▶ _Cosa si chiede_:
Nel brano sul Giardino degli Ulivi, che cosa facevano gli apostoli mentre Gesù pregava?

▶ _Brano di testo_:
────────────────────

Mi fa male il mio rinnegamento. I miei tradimenti nascosti e silenziosi. Voglio fare bene ogni cosa, e odio il fallimento e il tradimento. Ma non posso sempre vincere. Fallisco. E mi addormento, come hanno fatto i discepoli mentre Gesù lottava tra la vita e la morte nel Giardino degli Ulivi.
Tradisco la Sua fiducia. Non sono all’altezza, non faccio ciò che Lui vuole che io faccia. O quello che credo Lui si aspetti da me. Non riesco a giudicare me stesso. Non riesco a vedere se la mia vita è giusta o sbagliata. Se sto seguendo Lui o se cerco soltanto ciò che mi fa stare a mio agio. Sono un sacerdote, ma non sempre ci riesco.
Sono accanto a Lui, e dormo. Non è così facile rimanere svegli. Lo so. Il mondo ci tenta. Ho paura della croce e della sofferenza. Temo il disonore e il fallimento. Mi fa male l’oblio. Un solo errore potrebbe seppellire la mia dedizione.
Come Gesù quella notte nel Giardino. L’intera Sua vita compromessa da un bacio. Il suo tempo sulla terra, la Sua carne che ha sostenuto la carne, così debole, di molti.
Mi commuove la pace, il silenzio del Giardino degli Ulivi. Quando Gesù tace, inginocchiato nel Giardino. Dove si sentiva a casa. Il suo luogo di riposo. Mentre pregava, i suoi apostoli dormivano. Gesù pianse e sudò gocce di sangue, al pensiero della croce. La Sua anima era affranta.

────────────────────

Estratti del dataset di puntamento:

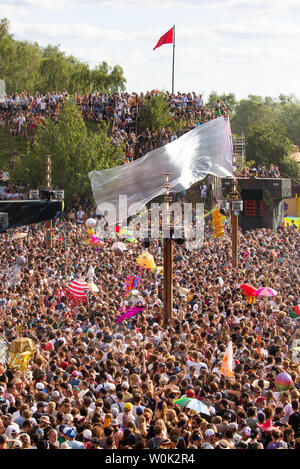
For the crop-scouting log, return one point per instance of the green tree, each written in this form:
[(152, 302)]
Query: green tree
[(270, 144), (74, 154), (252, 111), (27, 66), (155, 113), (229, 100), (289, 115)]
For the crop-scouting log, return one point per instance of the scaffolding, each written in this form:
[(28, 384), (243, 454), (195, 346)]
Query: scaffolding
[(239, 149)]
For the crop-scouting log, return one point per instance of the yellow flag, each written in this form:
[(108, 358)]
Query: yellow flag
[(226, 367)]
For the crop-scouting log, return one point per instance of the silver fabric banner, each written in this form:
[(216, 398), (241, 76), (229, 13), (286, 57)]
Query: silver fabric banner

────────────────────

▶ _Soluzione_:
Dormivano.